TASK TO COMPLETE >> Can you copy the data below word for word, from the line containing "Point to the table" up to and including the line containing "Target: table leg"?

RECORDS FOR THIS EXERCISE >>
◇ ◇ ◇ ◇ ◇

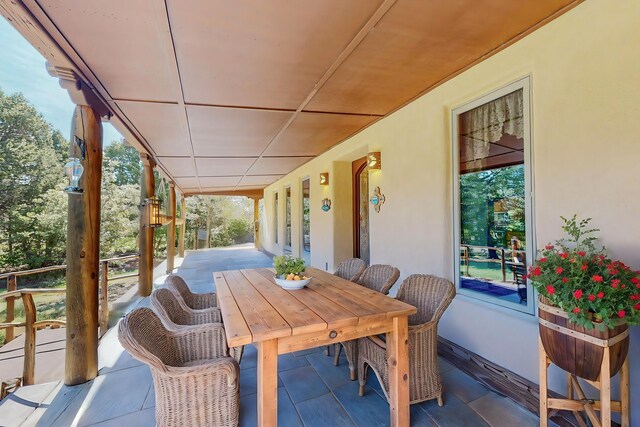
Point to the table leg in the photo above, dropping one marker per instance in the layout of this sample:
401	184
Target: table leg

◇ ◇ ◇ ◇ ◇

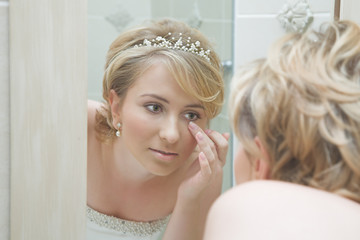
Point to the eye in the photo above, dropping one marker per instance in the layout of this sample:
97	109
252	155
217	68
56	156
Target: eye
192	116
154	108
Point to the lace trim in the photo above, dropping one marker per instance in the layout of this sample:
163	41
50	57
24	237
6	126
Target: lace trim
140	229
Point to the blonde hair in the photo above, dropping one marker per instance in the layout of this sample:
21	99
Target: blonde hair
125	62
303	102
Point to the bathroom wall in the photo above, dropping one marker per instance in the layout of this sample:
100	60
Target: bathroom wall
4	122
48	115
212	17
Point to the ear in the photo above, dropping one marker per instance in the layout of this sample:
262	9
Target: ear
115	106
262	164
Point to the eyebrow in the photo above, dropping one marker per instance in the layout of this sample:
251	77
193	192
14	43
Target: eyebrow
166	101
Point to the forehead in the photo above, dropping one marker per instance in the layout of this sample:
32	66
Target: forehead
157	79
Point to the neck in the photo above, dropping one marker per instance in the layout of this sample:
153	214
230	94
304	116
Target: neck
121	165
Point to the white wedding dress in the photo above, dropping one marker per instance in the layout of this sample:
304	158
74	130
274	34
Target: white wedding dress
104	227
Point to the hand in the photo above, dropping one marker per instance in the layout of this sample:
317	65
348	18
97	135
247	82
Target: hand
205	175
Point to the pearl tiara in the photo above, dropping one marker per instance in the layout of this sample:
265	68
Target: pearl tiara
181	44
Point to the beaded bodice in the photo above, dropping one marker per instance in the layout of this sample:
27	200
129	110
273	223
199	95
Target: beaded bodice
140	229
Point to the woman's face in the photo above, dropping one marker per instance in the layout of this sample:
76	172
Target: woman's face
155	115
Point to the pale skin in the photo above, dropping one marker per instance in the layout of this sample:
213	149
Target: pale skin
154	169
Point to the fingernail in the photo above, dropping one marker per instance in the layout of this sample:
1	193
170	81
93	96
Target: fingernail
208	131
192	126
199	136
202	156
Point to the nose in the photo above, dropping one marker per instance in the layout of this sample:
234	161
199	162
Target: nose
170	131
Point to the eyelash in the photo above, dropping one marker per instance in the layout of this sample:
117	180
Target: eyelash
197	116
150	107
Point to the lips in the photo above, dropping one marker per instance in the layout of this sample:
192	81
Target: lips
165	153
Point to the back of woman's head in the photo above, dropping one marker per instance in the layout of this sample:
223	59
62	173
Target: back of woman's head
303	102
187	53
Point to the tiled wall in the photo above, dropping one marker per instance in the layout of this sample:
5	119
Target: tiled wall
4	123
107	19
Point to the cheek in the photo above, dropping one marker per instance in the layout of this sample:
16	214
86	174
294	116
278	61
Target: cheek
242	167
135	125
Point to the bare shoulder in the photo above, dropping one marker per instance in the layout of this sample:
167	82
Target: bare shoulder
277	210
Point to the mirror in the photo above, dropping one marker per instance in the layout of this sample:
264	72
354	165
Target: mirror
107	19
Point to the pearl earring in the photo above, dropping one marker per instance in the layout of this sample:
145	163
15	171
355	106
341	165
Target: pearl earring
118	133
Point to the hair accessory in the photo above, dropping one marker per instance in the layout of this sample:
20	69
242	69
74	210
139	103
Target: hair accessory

◇ ◇ ◇ ◇ ◇

SOLUTION >>
Point to the table leg in the photo above, dropping one marker per instance in the layout of this sample:
401	184
Target: table leg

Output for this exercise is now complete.